Task input:
★ ★ ★ ★ ★ ★ ★
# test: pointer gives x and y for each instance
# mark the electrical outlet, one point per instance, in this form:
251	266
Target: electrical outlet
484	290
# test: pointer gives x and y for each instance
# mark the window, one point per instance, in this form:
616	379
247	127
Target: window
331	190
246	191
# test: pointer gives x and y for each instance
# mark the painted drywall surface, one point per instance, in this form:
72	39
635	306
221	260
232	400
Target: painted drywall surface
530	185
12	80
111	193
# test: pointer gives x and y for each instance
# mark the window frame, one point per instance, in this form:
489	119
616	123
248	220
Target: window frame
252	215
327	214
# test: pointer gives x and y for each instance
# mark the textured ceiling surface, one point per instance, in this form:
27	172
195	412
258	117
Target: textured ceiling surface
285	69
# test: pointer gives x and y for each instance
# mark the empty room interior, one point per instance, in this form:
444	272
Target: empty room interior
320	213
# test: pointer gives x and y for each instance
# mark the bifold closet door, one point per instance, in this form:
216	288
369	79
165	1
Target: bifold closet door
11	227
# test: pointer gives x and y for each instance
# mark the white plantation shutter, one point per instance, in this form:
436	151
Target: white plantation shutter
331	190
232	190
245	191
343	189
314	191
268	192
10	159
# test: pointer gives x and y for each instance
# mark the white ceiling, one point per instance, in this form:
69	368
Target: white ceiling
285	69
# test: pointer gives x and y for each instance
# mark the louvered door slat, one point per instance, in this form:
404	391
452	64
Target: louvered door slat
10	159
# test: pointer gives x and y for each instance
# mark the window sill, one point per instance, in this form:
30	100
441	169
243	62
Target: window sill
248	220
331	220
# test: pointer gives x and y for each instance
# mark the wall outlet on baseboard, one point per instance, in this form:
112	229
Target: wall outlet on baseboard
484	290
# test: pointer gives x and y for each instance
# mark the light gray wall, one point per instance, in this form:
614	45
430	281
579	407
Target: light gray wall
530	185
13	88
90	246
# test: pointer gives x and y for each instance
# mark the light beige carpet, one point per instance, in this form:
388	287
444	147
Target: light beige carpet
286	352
★ ★ ★ ★ ★ ★ ★
The task:
Print all of the records, leaving each one exactly as it appears above.

Exercise answer:
# test: pointer gives x and y for each instance
# mark the electrical outlet, one point per instance, in this form:
251	266
Target: electrical outlet
484	290
# test: pointer gives x and y for each instance
# mark the window, one point per instance, in this form:
616	379
247	127
Target: window
331	190
246	191
# test: pointer gives x and y for each instance
# mark the painted drywall surface, one point per instance, in this form:
72	39
635	306
221	260
232	400
Target: painted drywall surface
530	185
12	80
111	193
# test: pointer gives x and y for each instance
# mark the window frame, one point per instance, in this form:
489	119
616	123
248	220
Target: window frame
252	215
327	214
# test: pointer gives x and y for each instance
# mark the textured ceiling surface, one point per instance, in this form:
27	172
195	412
258	117
Target: textured ceiling surface
285	69
# test: pointer gives x and y for each instance
# mark the empty room interior, one point per instance, in this form:
444	272
Target: empty room interior
320	213
# test: pointer gives x and y for each instance
# mark the bifold closet door, one point per instance, in this form:
216	288
369	79
165	1
Target: bifold closet door
11	227
# test: pointer gives x and y for each instance
# mark the white plantation shutter, one point per instance, in this form:
436	151
Target: white plantation shutter
331	190
232	190
245	191
343	189
314	191
268	192
10	159
# test: pointer gives x and y for each instance
# mark the white ceiling, one point per instance, in this form:
69	368
Target: white ceiling
285	69
# test: pointer gives x and y for each instance
# mark the louvered door slat, one point per instance, in this form:
404	391
452	64
Target: louvered door slat
10	159
# test: pointer gives x and y for each instance
# mark the window sill, one point per instance, in this form:
30	100
441	169
243	62
Target: window sill
248	220
331	220
# test: pointer gives x and y for each instance
# mark the wall outlet on baseboard, one point per instance, in this form:
112	229
Target: wall outlet on baseboard
484	290
# test: pointer gives x and y for each instance
# mark the light gray wall, one point per instance, in this form:
614	45
430	281
579	407
Target: light gray wall
530	185
13	88
90	246
# test: pointer gives x and y for each instance
# mark the light beige carpet, one point per instance, in this form:
388	287
444	147
Target: light beige carpet
286	352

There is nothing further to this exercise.